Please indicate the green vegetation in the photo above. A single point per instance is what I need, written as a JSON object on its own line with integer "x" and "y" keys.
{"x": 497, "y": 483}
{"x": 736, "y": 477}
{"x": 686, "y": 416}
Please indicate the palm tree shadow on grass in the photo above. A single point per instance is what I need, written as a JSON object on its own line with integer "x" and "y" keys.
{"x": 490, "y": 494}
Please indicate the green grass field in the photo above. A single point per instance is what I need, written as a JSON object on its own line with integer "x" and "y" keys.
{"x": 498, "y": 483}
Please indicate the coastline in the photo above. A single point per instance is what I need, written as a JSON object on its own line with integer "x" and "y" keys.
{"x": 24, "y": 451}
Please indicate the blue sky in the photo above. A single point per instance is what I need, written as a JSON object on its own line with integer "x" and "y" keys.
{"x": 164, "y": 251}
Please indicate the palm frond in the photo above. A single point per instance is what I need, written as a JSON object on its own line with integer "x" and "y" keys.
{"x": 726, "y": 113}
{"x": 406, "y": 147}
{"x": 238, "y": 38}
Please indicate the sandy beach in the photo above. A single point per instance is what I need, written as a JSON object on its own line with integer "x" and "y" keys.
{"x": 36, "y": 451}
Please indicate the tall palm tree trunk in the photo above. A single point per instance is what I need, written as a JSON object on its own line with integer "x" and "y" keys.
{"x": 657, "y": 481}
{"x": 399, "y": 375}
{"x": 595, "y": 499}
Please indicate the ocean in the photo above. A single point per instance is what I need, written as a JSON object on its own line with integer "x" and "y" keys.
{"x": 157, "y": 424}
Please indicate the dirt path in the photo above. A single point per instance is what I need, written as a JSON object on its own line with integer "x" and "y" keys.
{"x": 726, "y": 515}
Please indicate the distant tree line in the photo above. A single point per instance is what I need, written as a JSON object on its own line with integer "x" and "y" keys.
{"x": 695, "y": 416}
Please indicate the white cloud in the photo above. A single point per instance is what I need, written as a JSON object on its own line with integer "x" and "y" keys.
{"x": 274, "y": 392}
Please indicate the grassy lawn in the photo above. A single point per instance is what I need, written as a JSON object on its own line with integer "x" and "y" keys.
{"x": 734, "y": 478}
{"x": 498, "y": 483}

+++++

● Direction: Print all of the material above again, word for word, without changing anything.

● Result below:
Please indicate the green vegetation in the photo above. A single point per instance is what I need, written as a JSON object on its own line with integer "x" and "y" keys.
{"x": 497, "y": 483}
{"x": 736, "y": 477}
{"x": 686, "y": 416}
Please indicate the palm tree shadow on grass in the photo above. A single point per instance is what I need, written as a JSON object on its own line with integer "x" and "y" keys.
{"x": 490, "y": 494}
Please indicate the green grass field in the photo above. A single point per instance is what I need, written as a JSON object on its own line with integer "x" and "y" keys.
{"x": 498, "y": 483}
Please indicate the coastline in the photo above. A single point per instance is what I need, written as a JSON object on its own line with integer "x" and "y" keys.
{"x": 24, "y": 451}
Please indicate the blue sky in the photo above. A single point per instance is what I need, written as a JSON object on its own line with integer "x" and "y" keys.
{"x": 164, "y": 251}
Please indicate the palm frond in the photo above. A single point per instance is what I need, written as a JSON object on its own line with integer "x" and "y" keys.
{"x": 726, "y": 113}
{"x": 406, "y": 147}
{"x": 238, "y": 38}
Please indicate the sandy beach in the photo above. A single point per instance is what I need, written as a JSON object on its own line with integer "x" and "y" keys.
{"x": 36, "y": 451}
Please indicate the tall palm tree trunk in the photo above. A single point per instance is what I need, written as a JSON object on its own line with integer "x" and "y" keys.
{"x": 657, "y": 481}
{"x": 399, "y": 375}
{"x": 595, "y": 499}
Please indicate the ocean in the photo above. A single point per instance is what I need, written as a JSON object on its own line with integer "x" and "y" keys.
{"x": 157, "y": 424}
Please indicate the dirt path in the photo above. A single point per instance is what I need, written as a JSON object on its own line with integer "x" and "y" keys.
{"x": 726, "y": 515}
Please indicate the distant tree line in the photo above. A single point per instance is what I need, written as a JSON object on its own line with integer "x" and "y" keys.
{"x": 695, "y": 416}
Please indicate the white cloud in the photo above. A single point per instance is what I need, written as a JSON object on its own line with integer "x" and "y" keys.
{"x": 274, "y": 392}
Please indicate the grassy lawn in the photo above. A single point per instance is what I need, written as a JSON object on its own line with integer "x" and "y" keys.
{"x": 734, "y": 478}
{"x": 498, "y": 483}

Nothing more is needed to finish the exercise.